● READING TEXT:
* * * * * * *
IRS releases drafts of 2021 Form 1040 and schedules
Monday, July 26, 2021
Millions of filers are still working on 2020 tax returns, some due to extensions, others filing for the first time to get various COVID-19 economic impact payments.
But time, tide and taxes wait for no man or woman. Or the Internal Revenue Service, which has revised the individual Form 1040 and its three schedules for the 2021 tax year.
Form 1040: Aside from the usual year notations, there are some line number reference that have changed in connection with items that are transferred to the 2021 Form 1040 from the form's three schedules. That's no surprise since, as noted a bit later in this post, there have been a few chances to those attachments.
The main change to the 2021 Form 1040 is the wording of the virtual currency question.
This inquiry was moved to the top of Form 1040 for 2020 tax year filings as part of the IRS' effort to make sure that bitcoin et al aficionados are aware of the tax implications of crypto transactions.
On the proposed 2021 form, the question reads, "At any time during 2021, did you receive, sell, exchange, or otherwise dispose of any financial interest in any virtual currency?"
That's a slight change from this year's 1040 form, which also asks filers whether they sent virtual currency to anyone. The current precise wording is, "At any time during 2020, did you receive, sell, send, exchange, or otherwise acquire any financial interest in any virtual currency?"
There's also a notable change on page 2 of the proposed 2021 Form 1040 where eligible taxpayers can claim the Earned Income Tax Credit (EITC), or as shown on the tax form as EIC for Earned Income Credit.
COVID-relief tax law changes allow 2021 filers to use their earned income for 2019 to calculate the EITC if that prior year's earnings are greater than those in 2021. Since the EITC amount is based, in part, on earned income, more money would produce a larger EITC.
The EITC (or EIC) entries now are broken out as three separate lines: 27a, b or c.
Line 27a wants to know if the taxpayer younger than 19 at the end of the 2021 and satisfies all other EITC claiming requirements. The draft notes that the new 1040's instructions, which have not been released yet, will contain more information.
Line 27b deals with military service members' option to count nontaxable combat pay in their EITC calculations. The 2019 earned income choice is entered on line 27c.
Finally, in the crucial Amount You Owe section on page 2, Form 1040, the 2021 revision adds a line for taxpayers who have hired household, as help and must file Schedule H, as well as for self-employed individuals. The addition says:
Note: Schedule H and Schedule SE filers, line 37 may not represent all of the taxes you owe for 2020. See Schedule 3, line 12e, and its instructions for details.
Folks who hire help around the house as employees, not contractors, must file Schedule H to report those workers' employment taxes if they were paid cash wages and those amounts were subject to Social Security, Medicare, or Federal Unemployment Tax Act taxes. Schedule H also is required if the household employer withheld federal income tax from workers' wages.
* * * * * * *
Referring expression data

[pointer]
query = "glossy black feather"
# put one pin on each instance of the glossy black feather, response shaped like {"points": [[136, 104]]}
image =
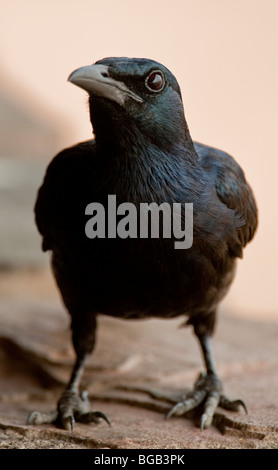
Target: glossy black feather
{"points": [[144, 154]]}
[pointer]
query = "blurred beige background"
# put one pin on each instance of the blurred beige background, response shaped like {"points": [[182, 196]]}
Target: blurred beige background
{"points": [[224, 55]]}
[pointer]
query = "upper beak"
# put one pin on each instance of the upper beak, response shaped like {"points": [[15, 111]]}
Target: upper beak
{"points": [[95, 80]]}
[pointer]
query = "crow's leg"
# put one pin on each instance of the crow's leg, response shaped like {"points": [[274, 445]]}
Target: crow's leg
{"points": [[207, 391], [73, 406]]}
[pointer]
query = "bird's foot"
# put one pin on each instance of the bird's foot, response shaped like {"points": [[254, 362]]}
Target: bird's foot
{"points": [[71, 407], [208, 393]]}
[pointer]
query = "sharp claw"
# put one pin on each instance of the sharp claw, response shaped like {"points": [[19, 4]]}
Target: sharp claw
{"points": [[241, 402], [68, 422], [173, 410], [84, 395]]}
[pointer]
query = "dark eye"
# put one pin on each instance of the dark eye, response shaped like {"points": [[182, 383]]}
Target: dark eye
{"points": [[155, 81]]}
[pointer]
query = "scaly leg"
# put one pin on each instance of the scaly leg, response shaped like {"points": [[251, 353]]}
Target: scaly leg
{"points": [[73, 406], [207, 390]]}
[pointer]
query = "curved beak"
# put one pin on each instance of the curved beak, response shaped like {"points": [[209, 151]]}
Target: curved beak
{"points": [[95, 80]]}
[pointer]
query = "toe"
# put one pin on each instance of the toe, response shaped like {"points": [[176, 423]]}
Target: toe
{"points": [[191, 401]]}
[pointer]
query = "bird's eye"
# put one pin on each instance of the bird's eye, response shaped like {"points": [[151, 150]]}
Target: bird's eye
{"points": [[155, 81]]}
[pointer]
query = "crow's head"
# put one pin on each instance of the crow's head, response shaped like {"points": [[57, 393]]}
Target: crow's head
{"points": [[133, 96]]}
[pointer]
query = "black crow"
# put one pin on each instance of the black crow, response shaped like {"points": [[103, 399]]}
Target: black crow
{"points": [[142, 153]]}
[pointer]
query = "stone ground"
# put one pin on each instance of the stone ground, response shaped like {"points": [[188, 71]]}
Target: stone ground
{"points": [[36, 356], [130, 357]]}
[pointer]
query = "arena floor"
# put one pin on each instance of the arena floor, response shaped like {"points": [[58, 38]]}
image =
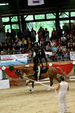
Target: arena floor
{"points": [[20, 100]]}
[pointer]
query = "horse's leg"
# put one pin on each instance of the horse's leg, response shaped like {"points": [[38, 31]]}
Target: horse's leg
{"points": [[51, 83], [27, 84]]}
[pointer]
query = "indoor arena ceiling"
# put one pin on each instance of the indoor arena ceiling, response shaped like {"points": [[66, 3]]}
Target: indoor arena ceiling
{"points": [[20, 7]]}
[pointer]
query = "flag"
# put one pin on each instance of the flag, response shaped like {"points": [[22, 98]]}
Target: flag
{"points": [[35, 2]]}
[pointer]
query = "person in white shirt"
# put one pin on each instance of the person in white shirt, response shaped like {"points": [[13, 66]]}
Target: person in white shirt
{"points": [[62, 87]]}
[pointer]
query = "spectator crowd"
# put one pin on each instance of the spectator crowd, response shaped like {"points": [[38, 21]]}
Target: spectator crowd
{"points": [[60, 44]]}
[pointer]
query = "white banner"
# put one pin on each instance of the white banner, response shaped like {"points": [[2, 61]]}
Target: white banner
{"points": [[72, 55], [16, 59], [35, 2]]}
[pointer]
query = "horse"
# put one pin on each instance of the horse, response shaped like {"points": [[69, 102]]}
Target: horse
{"points": [[51, 73]]}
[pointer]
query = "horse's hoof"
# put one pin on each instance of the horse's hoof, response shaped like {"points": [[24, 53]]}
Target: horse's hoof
{"points": [[31, 90]]}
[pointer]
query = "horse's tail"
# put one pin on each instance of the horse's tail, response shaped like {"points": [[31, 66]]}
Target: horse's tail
{"points": [[61, 71]]}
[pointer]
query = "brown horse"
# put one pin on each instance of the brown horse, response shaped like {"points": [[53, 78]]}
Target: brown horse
{"points": [[51, 74]]}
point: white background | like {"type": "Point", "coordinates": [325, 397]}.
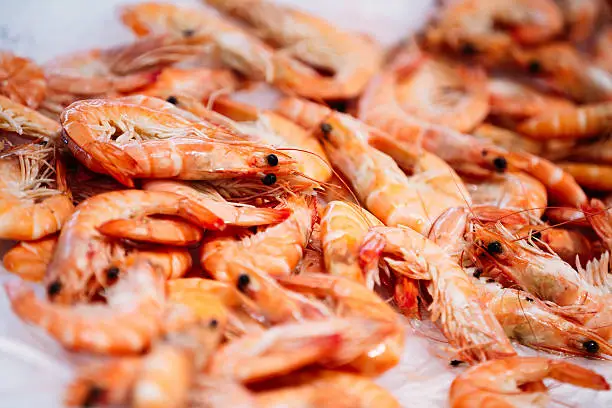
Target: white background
{"type": "Point", "coordinates": [33, 369]}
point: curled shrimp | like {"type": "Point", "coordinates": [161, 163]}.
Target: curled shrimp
{"type": "Point", "coordinates": [128, 324]}
{"type": "Point", "coordinates": [25, 122]}
{"type": "Point", "coordinates": [21, 80]}
{"type": "Point", "coordinates": [531, 322]}
{"type": "Point", "coordinates": [207, 196]}
{"type": "Point", "coordinates": [275, 130]}
{"type": "Point", "coordinates": [351, 58]}
{"type": "Point", "coordinates": [457, 305]}
{"type": "Point", "coordinates": [153, 144]}
{"type": "Point", "coordinates": [498, 382]}
{"type": "Point", "coordinates": [83, 256]}
{"type": "Point", "coordinates": [33, 198]}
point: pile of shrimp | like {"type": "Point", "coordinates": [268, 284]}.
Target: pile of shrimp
{"type": "Point", "coordinates": [209, 253]}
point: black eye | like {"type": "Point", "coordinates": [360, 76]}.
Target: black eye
{"type": "Point", "coordinates": [495, 248]}
{"type": "Point", "coordinates": [268, 179]}
{"type": "Point", "coordinates": [54, 288]}
{"type": "Point", "coordinates": [500, 163]}
{"type": "Point", "coordinates": [534, 67]}
{"type": "Point", "coordinates": [93, 396]}
{"type": "Point", "coordinates": [591, 346]}
{"type": "Point", "coordinates": [112, 273]}
{"type": "Point", "coordinates": [326, 128]}
{"type": "Point", "coordinates": [243, 281]}
{"type": "Point", "coordinates": [272, 159]}
{"type": "Point", "coordinates": [468, 49]}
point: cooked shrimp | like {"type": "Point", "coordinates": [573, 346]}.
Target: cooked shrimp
{"type": "Point", "coordinates": [106, 383]}
{"type": "Point", "coordinates": [442, 92]}
{"type": "Point", "coordinates": [21, 80]}
{"type": "Point", "coordinates": [20, 119]}
{"type": "Point", "coordinates": [510, 98]}
{"type": "Point", "coordinates": [564, 69]}
{"type": "Point", "coordinates": [582, 122]}
{"type": "Point", "coordinates": [173, 146]}
{"type": "Point", "coordinates": [457, 305]}
{"type": "Point", "coordinates": [343, 227]}
{"type": "Point", "coordinates": [275, 130]}
{"type": "Point", "coordinates": [250, 262]}
{"type": "Point", "coordinates": [499, 382]}
{"type": "Point", "coordinates": [288, 347]}
{"type": "Point", "coordinates": [326, 388]}
{"type": "Point", "coordinates": [128, 324]}
{"type": "Point", "coordinates": [489, 28]}
{"type": "Point", "coordinates": [83, 256]}
{"type": "Point", "coordinates": [351, 299]}
{"type": "Point", "coordinates": [207, 196]}
{"type": "Point", "coordinates": [531, 322]}
{"type": "Point", "coordinates": [198, 83]}
{"type": "Point", "coordinates": [351, 58]}
{"type": "Point", "coordinates": [511, 190]}
{"type": "Point", "coordinates": [29, 259]}
{"type": "Point", "coordinates": [33, 199]}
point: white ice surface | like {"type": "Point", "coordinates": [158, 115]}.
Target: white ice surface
{"type": "Point", "coordinates": [34, 369]}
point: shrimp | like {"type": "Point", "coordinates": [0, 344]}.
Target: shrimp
{"type": "Point", "coordinates": [251, 262]}
{"type": "Point", "coordinates": [275, 130]}
{"type": "Point", "coordinates": [565, 70]}
{"type": "Point", "coordinates": [531, 322]}
{"type": "Point", "coordinates": [490, 28]}
{"type": "Point", "coordinates": [351, 58]}
{"type": "Point", "coordinates": [582, 122]}
{"type": "Point", "coordinates": [499, 382]}
{"type": "Point", "coordinates": [173, 146]}
{"type": "Point", "coordinates": [21, 80]}
{"type": "Point", "coordinates": [104, 383]}
{"type": "Point", "coordinates": [83, 256]}
{"type": "Point", "coordinates": [386, 191]}
{"type": "Point", "coordinates": [457, 305]}
{"type": "Point", "coordinates": [34, 202]}
{"type": "Point", "coordinates": [592, 176]}
{"type": "Point", "coordinates": [128, 324]}
{"type": "Point", "coordinates": [343, 227]}
{"type": "Point", "coordinates": [198, 83]}
{"type": "Point", "coordinates": [442, 92]}
{"type": "Point", "coordinates": [20, 119]}
{"type": "Point", "coordinates": [232, 214]}
{"type": "Point", "coordinates": [351, 299]}
{"type": "Point", "coordinates": [29, 259]}
{"type": "Point", "coordinates": [510, 190]}
{"type": "Point", "coordinates": [288, 347]}
{"type": "Point", "coordinates": [322, 388]}
{"type": "Point", "coordinates": [512, 99]}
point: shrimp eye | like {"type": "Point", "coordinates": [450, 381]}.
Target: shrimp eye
{"type": "Point", "coordinates": [268, 179]}
{"type": "Point", "coordinates": [112, 273]}
{"type": "Point", "coordinates": [500, 163]}
{"type": "Point", "coordinates": [54, 288]}
{"type": "Point", "coordinates": [93, 396]}
{"type": "Point", "coordinates": [243, 281]}
{"type": "Point", "coordinates": [534, 67]}
{"type": "Point", "coordinates": [272, 159]}
{"type": "Point", "coordinates": [326, 128]}
{"type": "Point", "coordinates": [495, 248]}
{"type": "Point", "coordinates": [468, 49]}
{"type": "Point", "coordinates": [591, 346]}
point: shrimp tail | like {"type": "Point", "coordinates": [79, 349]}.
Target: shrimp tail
{"type": "Point", "coordinates": [117, 163]}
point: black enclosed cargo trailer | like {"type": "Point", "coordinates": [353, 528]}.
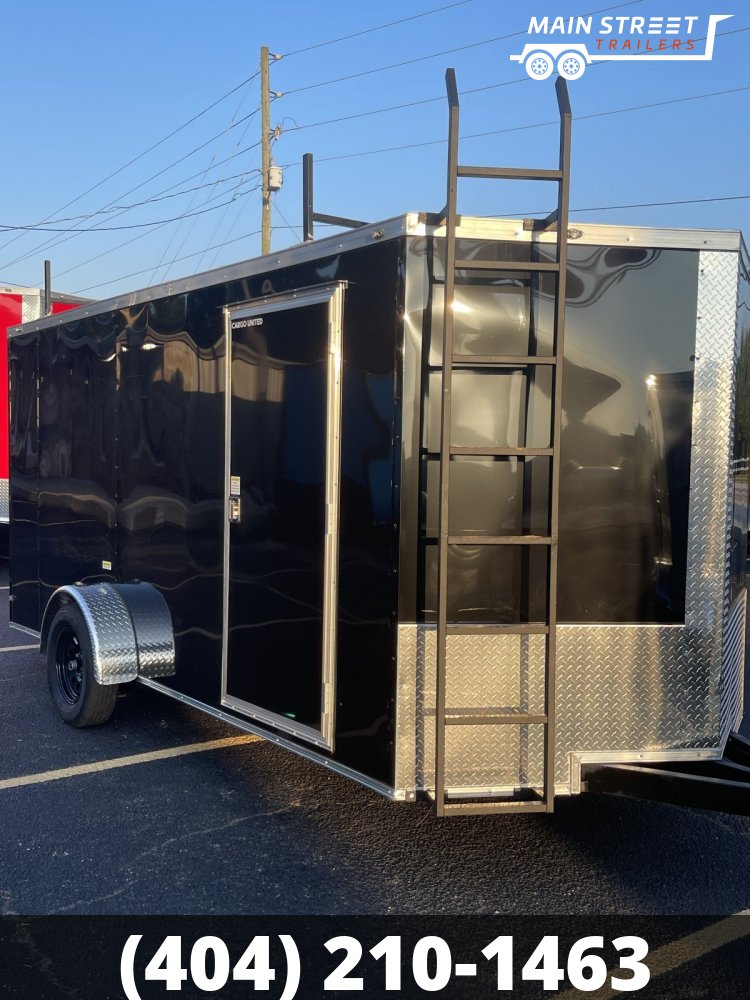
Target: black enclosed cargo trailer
{"type": "Point", "coordinates": [259, 447]}
{"type": "Point", "coordinates": [439, 551]}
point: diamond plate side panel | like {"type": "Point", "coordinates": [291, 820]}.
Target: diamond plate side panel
{"type": "Point", "coordinates": [4, 501]}
{"type": "Point", "coordinates": [732, 676]}
{"type": "Point", "coordinates": [711, 494]}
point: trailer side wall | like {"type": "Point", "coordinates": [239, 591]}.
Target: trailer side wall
{"type": "Point", "coordinates": [122, 476]}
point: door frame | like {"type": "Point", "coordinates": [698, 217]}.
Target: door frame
{"type": "Point", "coordinates": [333, 294]}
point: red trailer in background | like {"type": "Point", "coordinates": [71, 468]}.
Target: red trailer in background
{"type": "Point", "coordinates": [18, 304]}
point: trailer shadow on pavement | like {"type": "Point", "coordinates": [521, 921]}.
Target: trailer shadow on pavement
{"type": "Point", "coordinates": [255, 829]}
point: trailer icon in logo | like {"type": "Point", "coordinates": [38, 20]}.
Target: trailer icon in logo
{"type": "Point", "coordinates": [539, 59]}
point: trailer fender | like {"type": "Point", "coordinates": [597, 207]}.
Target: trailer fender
{"type": "Point", "coordinates": [129, 625]}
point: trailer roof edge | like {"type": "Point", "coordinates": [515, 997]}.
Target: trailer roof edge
{"type": "Point", "coordinates": [411, 224]}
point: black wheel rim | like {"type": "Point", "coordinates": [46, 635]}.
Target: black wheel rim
{"type": "Point", "coordinates": [69, 666]}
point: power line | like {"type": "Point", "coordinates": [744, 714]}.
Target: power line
{"type": "Point", "coordinates": [378, 27]}
{"type": "Point", "coordinates": [147, 151]}
{"type": "Point", "coordinates": [295, 229]}
{"type": "Point", "coordinates": [112, 229]}
{"type": "Point", "coordinates": [133, 274]}
{"type": "Point", "coordinates": [156, 197]}
{"type": "Point", "coordinates": [119, 246]}
{"type": "Point", "coordinates": [521, 128]}
{"type": "Point", "coordinates": [57, 242]}
{"type": "Point", "coordinates": [190, 204]}
{"type": "Point", "coordinates": [54, 241]}
{"type": "Point", "coordinates": [436, 55]}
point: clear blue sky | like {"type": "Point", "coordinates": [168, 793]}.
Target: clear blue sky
{"type": "Point", "coordinates": [89, 86]}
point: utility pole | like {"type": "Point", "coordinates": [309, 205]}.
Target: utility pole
{"type": "Point", "coordinates": [265, 137]}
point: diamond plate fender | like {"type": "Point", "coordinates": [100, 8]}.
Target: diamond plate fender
{"type": "Point", "coordinates": [129, 626]}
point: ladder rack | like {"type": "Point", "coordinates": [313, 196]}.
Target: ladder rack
{"type": "Point", "coordinates": [525, 799]}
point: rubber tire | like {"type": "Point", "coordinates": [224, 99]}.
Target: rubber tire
{"type": "Point", "coordinates": [581, 68]}
{"type": "Point", "coordinates": [92, 703]}
{"type": "Point", "coordinates": [537, 55]}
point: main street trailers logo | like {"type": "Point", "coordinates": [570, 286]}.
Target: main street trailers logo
{"type": "Point", "coordinates": [614, 38]}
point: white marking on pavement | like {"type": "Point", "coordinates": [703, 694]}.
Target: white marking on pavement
* * * * * * *
● TASK LIST:
(A) According to the Form 1040 draft text, how many separate lines are the EITC entries broken out into?
(B) Continue the text about the 2021 Form 1040 drafts, starting after its final sentence.

● RESPONSES IN ORDER:
(A) Three separate lines: 27a, 27b and 27c.

(B)
Self-employed individuals generally must file Schedule SE if their non-salary earnings exceed $400. This form is the self-employed's way of paying into the Social Security system. The Social Security Administration then used Schedule SE information to figure your future federal retirement program benefits. You can read more in my post Paying self-employment taxes on the revised Schedule SE.
To see more than the clipped form images show above, check out the full check out the full draft 2021 Form 1040 at IRS.gov.
Schedules 1, Additional Income and Adjustments to Income: Schedule 1 is where, per its name, you get to tell the IRS about more of your taxable earnings and/or claim breaks to reduce those amounts.
The schedule's current version on line 8 simply says "Other income. List type and amount" on the dotted line before the dollar amount column.
For 2021, Schedule 1 line 8 has 17 sublines, shown in the excerpt below, detailing the various other income types and sources.
Similarly, Schedule 1's Part II, Adjustments to Income — or as some of us, including me, in the tax community still call it, above-the-line deductions — gets more specific about these potential write-offs.
The current, 2020 tax year Schedule 1 simply instructs the filer, per line 22, "Add lines 10 through 21." What it doesn't say is that you also should check the form's instructions for additional, albeit somewhat more obscure, tax-saving adjustments.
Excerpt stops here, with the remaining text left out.